* _Direction_
Render the lines as a numbered list, from the line with "Note to the class: point at the sandy" up to and including the line with "<point>534,291</point>", skipping any blank lines. Leave the pictures out of your answer.

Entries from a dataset
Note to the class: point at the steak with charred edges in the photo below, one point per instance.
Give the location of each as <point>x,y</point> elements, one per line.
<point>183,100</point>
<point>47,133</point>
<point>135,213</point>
--
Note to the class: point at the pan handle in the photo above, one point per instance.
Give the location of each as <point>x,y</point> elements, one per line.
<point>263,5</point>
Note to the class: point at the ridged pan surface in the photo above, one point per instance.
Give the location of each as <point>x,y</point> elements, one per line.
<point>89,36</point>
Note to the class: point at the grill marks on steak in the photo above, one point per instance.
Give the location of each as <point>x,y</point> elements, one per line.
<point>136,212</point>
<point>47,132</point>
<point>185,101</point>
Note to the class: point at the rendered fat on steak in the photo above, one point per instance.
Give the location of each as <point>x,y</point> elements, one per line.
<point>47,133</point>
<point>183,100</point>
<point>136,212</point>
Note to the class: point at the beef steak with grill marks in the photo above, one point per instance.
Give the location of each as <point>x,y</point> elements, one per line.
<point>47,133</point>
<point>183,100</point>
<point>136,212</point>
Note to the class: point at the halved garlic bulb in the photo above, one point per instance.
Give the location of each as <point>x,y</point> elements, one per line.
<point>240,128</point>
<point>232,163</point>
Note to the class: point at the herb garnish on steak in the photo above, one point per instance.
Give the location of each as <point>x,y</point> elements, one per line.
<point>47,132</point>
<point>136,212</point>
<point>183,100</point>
...
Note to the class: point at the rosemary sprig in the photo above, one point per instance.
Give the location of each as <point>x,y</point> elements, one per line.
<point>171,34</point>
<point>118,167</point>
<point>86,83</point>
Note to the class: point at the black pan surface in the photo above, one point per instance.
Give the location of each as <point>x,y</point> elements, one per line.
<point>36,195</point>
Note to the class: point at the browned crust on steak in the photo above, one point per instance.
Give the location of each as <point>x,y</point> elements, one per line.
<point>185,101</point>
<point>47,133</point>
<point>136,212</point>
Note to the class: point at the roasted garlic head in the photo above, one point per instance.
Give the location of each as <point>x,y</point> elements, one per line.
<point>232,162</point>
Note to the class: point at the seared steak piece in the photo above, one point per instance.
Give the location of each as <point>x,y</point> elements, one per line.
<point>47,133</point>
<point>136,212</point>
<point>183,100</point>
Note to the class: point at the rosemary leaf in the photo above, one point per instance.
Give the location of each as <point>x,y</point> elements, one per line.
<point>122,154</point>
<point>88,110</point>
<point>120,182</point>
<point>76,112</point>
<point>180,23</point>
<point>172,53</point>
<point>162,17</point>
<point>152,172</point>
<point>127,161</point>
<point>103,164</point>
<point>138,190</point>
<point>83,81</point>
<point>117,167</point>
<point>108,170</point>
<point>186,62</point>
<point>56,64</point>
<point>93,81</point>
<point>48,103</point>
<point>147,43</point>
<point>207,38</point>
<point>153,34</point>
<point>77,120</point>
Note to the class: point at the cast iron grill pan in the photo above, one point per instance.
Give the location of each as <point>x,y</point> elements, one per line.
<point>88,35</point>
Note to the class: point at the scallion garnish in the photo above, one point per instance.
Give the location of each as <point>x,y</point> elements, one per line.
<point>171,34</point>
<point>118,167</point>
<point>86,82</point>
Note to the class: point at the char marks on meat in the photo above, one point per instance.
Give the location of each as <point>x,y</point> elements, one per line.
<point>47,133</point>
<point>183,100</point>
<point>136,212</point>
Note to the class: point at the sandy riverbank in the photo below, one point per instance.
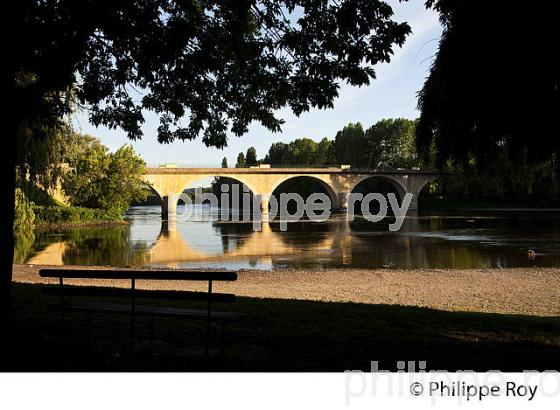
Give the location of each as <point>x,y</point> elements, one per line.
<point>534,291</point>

* _Complete response_
1. Note to the class: point at the sandy riverbank in the photo below, one point per instance.
2. Give the location of each as <point>x,y</point> elements, one per line.
3. <point>534,291</point>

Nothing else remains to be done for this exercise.